Excerpted text: Begin

Global Network Outlines Mission Priorities

Episcopal News Service. June 22, 2004 [062204-1]

Bob Kinney, , Director of Communications for Episcopal Seminary of the Southwest

Missionaries from America and their partners in mission brought unique perspectives to the current process of reconciliation at the conference of the Global Episcopal Mission (GEM) Network, which met June 16-18 at the Episcopal Seminary of the Southwest (ETSS) in Austin, Texas.

"The quality of presence we must have in the current turmoil must be that of companions" who listen, ask questions, and listen some more. "We need to honor the missional concerns of those on all sides of the controversy," said the Very Rev. Titus Presler, dean of ETSS, during his keynote address.

Many people "have been caught by surprise" by the feelings in other parts of the Communion, Presler added. "Many Episcopalians are global in their professional lives but parochial in their Christian lives ... They often know little about Christians, let alone Anglicans" throughout the world.

Presler urged the conference attendees to continue to "initiate and nourish" companion diocese relationships that have done much to bring Anglicans around the world together in the past 30 years. Twenty dioceses across the United States were represented among the 50 people who gathered at the seminary for the GEM conference.

Heart of mission

"Mission is ministry in the dimension of difference," Presler asserted. As the world struggles with difference and "people are dying over difference, reaching out and embracing difference is still the heart of mission," said Presler, former chair of the church's standing commission on mission.

"God created some kinds of difference as an expression of the rich diversity of existence" but "the human family has constructed differences of wealth, privilege, status and power that are maintained by oppressive structures of wealth, privilege, status and power," he said during the conference's keynote address entitled "One Hope in God's Call: Mission is Ministry in the Dimension of Difference."

Excerpted text: End

Explore the material
A - According to the news report on the GEM Network conference, which kinds of difference has the human family constructed? List them all.
B - Update the news report from "Global Network Outlines" to "in Austin, Texas.", replacing "Missionaries" with "Mission workers".
C - Write the next part of the news report on the GEM Network conference, picking up after its last sentence.
The entries after this news report come from a separate, unrelated source.

Information supplied: Begin

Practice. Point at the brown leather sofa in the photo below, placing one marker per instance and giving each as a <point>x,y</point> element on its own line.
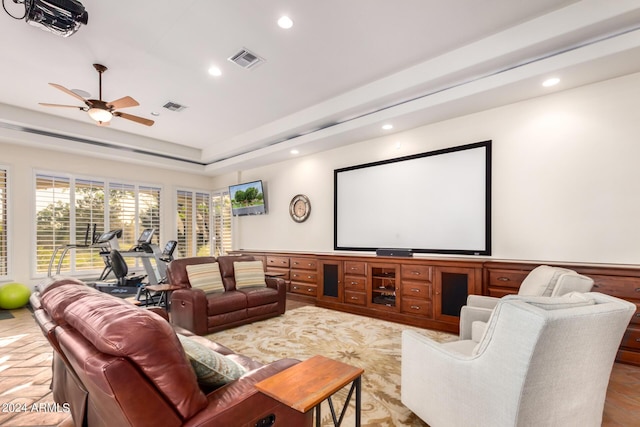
<point>118,364</point>
<point>203,313</point>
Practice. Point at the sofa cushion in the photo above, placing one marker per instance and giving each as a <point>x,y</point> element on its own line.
<point>206,277</point>
<point>249,274</point>
<point>118,328</point>
<point>211,368</point>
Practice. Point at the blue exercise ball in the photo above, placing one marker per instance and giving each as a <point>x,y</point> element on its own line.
<point>14,295</point>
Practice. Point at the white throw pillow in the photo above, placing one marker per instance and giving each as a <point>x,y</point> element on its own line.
<point>249,274</point>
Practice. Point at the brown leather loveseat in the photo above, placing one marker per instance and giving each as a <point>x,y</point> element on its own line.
<point>207,312</point>
<point>118,364</point>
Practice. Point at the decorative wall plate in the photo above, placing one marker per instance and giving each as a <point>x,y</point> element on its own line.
<point>299,208</point>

Information supplied: End

Task-by-task answers
A - Wealth, privilege, status, and power.

B -
Global Network Outlines Mission Priorities

Episcopal News Service. June 22, 2004 [062204-1]

Bob Kinney, , Director of Communications for Episcopal Seminary of the Southwest

Mission workers from America and their partners in mission brought unique perspectives to the current process of reconciliation at the conference of the Global Episcopal Mission (GEM) Network, which met June 16-18 at the Episcopal Seminary of the Southwest (ETSS) in Austin, Texas.

C -
The full text of Presler's address, more information about the GEM and the conference, and photos are available at www.etss.edu/GEM04.shtml

"The people of the Episcopal Church who participated in the GEM conference are genuinely concerned about the life and ministry of the church," said Bishop Ikechi Nwachukwu Nwosu of Umuahia in Nigeria, who led Bible study through the three-day conference. "We came together and studied together; prayed together and reflected together."

"People in Nigeria don't hate the Episcopal Church. My coming here to the conference shows that we still want to hold all hands because we are all pilgrims seeking the common good. We can't do it alone," he added.

"It's 'We' not 'I,'" Nwosu emphasized. "The Episcopal Church is 'I,' the Anglican Church in Nigeria is 'I,' the Church of England is 'I,' but the Anglican Communion is 'We.' This is also true for Roman Catholics, Methodists and all other faiths--we all are inquiring about what God wants of us. We must be patient, listen and be open-minded because God is always taking us to new territory if only we are open to it."

Echoing Nwosu's call for unity, Bishop Leo Frade of Southeast Florida pointed out how mission can unify the church, during a GEM conference talk.

Volunteers flocked to Honduras in 1998 when Hurricane Mitch killed thousands and destroyed nearly 80 percent of its buildings and crops when Frade was bishop of that country. He recalled that four separate groups of volunteers with widely differing perspectives arrived by plane and were assigned to build two houses next to each other.

Members of the South American Missionary Society of the Episcopal Church (SAMS), Integrity USA, a charismatic church in America and church center staff from the then Presiding Bishop's Relief Fund (now ERD) made up the four groups. "No matter what their differences were, they mixed cement and worked together for a single mission," Frade said.

Reflecting on the current turmoil within the Anglican Communion, Frade spun a tale of Jesus and his brother ("let's call him James," the bishop said) during their youth. James caught a lizard and in boyish bravado killed it. Jesus picked it up, blew a breath into it and the lizard returned to life. After this, death and resurrection was repeated twice more, James asked Jesus "how can I do this?" "What?" Jesus replied. "Beat up the lizard or bring it back to life?"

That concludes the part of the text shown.